== Provided records ==
## Start

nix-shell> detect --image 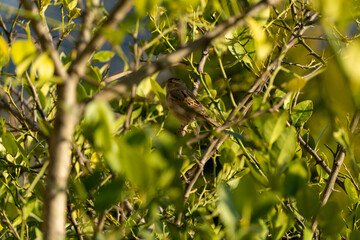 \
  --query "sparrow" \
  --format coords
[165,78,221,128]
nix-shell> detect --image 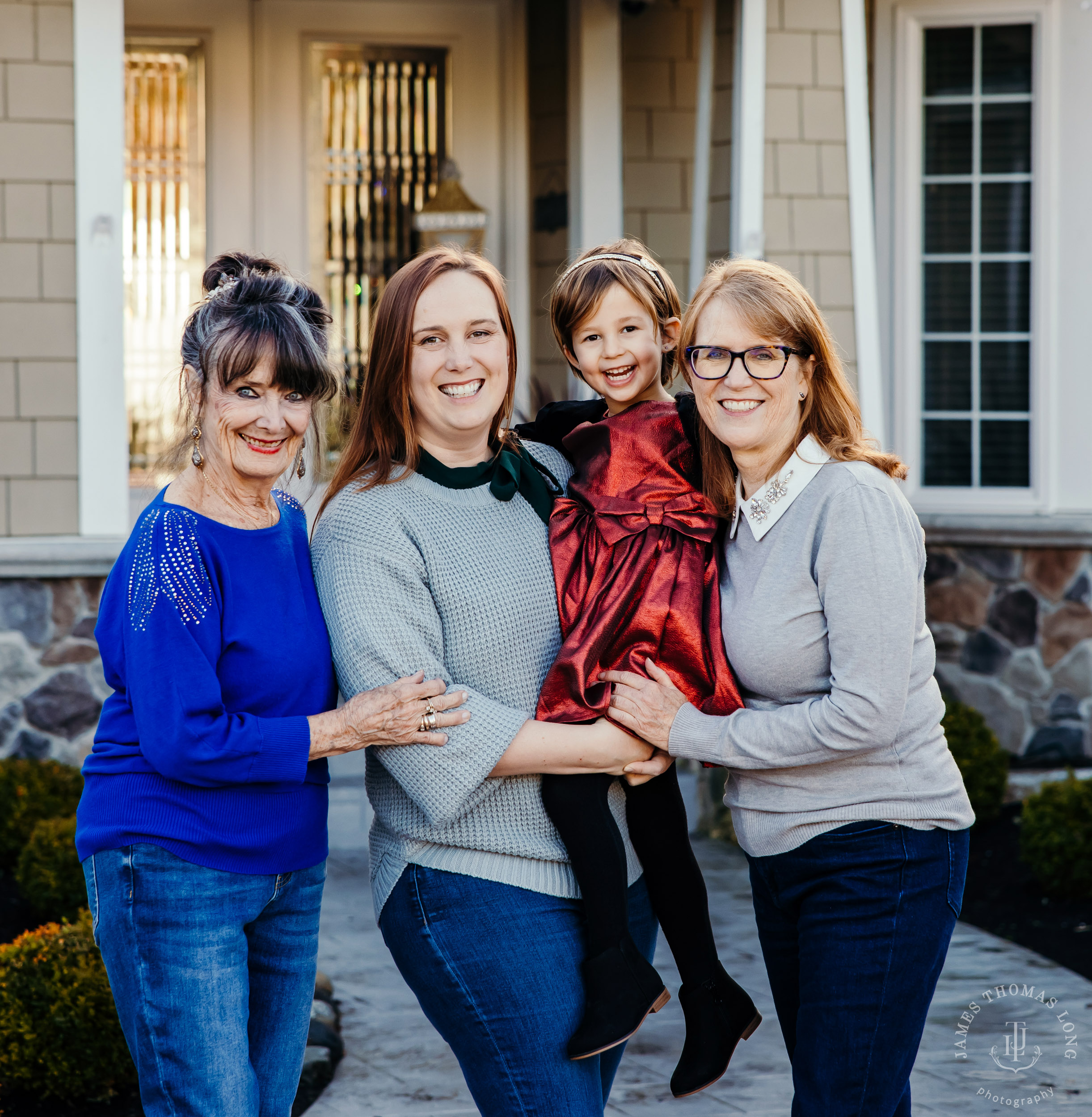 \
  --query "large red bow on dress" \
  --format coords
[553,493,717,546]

## End
## Start

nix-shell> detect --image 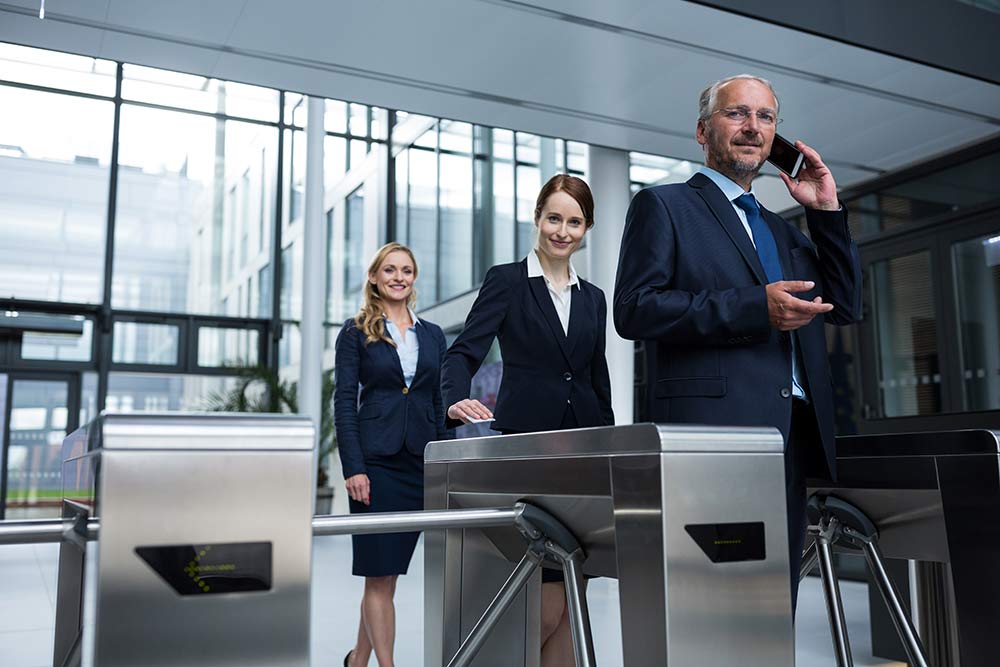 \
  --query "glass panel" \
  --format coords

## End

== Exercise ==
Pull out every line of the data above that contains the string "query".

== Output of the task ==
  --query "sparrow" \
  --query "large red bow on dress" \
  --query "glass panel" \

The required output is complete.